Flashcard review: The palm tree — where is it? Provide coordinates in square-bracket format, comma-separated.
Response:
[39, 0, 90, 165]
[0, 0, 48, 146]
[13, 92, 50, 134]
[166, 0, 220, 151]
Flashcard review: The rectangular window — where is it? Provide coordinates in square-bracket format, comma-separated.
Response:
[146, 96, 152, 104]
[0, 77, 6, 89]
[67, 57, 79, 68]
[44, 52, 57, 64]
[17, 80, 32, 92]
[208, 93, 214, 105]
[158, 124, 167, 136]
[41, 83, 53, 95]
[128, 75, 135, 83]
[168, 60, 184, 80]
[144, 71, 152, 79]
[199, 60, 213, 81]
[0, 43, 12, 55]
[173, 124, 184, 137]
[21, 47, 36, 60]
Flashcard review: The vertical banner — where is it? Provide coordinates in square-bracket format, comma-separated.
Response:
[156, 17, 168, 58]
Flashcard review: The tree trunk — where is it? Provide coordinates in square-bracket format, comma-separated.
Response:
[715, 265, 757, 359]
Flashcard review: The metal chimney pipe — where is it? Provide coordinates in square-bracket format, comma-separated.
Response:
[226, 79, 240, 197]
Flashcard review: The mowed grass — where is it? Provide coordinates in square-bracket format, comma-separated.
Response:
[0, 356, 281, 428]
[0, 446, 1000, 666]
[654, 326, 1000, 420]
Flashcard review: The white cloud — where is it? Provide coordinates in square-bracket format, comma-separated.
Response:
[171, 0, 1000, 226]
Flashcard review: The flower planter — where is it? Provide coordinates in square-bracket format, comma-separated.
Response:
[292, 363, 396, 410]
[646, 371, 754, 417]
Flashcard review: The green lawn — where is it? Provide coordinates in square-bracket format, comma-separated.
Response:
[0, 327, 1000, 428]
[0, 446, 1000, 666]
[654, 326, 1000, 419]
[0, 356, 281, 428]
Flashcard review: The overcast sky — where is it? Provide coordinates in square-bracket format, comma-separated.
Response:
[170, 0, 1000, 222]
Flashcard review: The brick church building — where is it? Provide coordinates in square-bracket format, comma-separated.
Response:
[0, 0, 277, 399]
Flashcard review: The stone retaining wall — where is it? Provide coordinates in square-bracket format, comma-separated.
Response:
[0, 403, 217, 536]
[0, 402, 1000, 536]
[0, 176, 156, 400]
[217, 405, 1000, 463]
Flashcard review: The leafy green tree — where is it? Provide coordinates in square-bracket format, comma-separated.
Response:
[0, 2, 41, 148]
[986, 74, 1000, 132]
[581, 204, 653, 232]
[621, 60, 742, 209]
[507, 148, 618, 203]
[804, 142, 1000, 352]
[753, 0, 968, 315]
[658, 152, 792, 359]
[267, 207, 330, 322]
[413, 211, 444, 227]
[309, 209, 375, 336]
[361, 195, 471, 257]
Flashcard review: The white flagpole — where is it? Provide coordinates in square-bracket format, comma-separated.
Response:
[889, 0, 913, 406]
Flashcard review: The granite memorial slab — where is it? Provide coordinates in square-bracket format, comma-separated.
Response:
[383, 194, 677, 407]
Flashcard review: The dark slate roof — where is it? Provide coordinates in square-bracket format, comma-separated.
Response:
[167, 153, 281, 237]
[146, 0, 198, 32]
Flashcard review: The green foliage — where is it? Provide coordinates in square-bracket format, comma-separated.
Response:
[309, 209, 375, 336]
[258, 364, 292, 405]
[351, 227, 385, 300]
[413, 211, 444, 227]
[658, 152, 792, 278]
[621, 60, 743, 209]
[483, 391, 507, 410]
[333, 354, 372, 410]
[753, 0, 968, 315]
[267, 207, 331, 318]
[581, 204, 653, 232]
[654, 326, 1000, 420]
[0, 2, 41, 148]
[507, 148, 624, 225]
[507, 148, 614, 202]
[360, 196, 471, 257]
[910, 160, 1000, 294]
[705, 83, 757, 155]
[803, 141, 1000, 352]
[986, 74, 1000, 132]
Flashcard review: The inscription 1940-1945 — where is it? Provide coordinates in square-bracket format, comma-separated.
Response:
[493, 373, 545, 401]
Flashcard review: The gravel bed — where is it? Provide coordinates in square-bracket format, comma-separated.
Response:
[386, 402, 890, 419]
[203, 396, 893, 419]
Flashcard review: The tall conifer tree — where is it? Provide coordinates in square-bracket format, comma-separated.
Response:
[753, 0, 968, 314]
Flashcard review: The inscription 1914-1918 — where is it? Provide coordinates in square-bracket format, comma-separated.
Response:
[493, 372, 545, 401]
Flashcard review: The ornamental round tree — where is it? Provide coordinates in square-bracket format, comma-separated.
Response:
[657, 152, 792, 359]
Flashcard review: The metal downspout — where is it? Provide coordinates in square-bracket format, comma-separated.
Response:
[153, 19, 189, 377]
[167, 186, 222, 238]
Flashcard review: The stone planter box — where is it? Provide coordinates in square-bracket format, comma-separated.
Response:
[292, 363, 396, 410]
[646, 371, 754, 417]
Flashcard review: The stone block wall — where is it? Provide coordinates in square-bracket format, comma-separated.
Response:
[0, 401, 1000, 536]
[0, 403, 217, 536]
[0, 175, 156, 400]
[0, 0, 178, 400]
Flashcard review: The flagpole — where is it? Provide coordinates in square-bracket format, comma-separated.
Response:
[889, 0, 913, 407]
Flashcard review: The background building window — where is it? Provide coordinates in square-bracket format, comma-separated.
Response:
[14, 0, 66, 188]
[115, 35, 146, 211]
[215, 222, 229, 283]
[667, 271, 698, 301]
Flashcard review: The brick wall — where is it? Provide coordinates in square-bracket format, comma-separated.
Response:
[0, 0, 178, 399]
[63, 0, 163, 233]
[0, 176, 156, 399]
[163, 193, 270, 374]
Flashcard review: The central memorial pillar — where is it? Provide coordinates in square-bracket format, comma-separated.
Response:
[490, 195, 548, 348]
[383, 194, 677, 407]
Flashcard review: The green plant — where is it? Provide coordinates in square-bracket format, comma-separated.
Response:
* * * * *
Goal> Show each line from the rows above that contains the word "memorial". Letter case must match.

The result>
Flashcard review: The granite memorial slab — where is it? Provide coordinates in square-bracket format, comma-separated.
Flashcard review: The central memorial pillar — where is it? Provide coordinates in square-bracket format, comma-separated.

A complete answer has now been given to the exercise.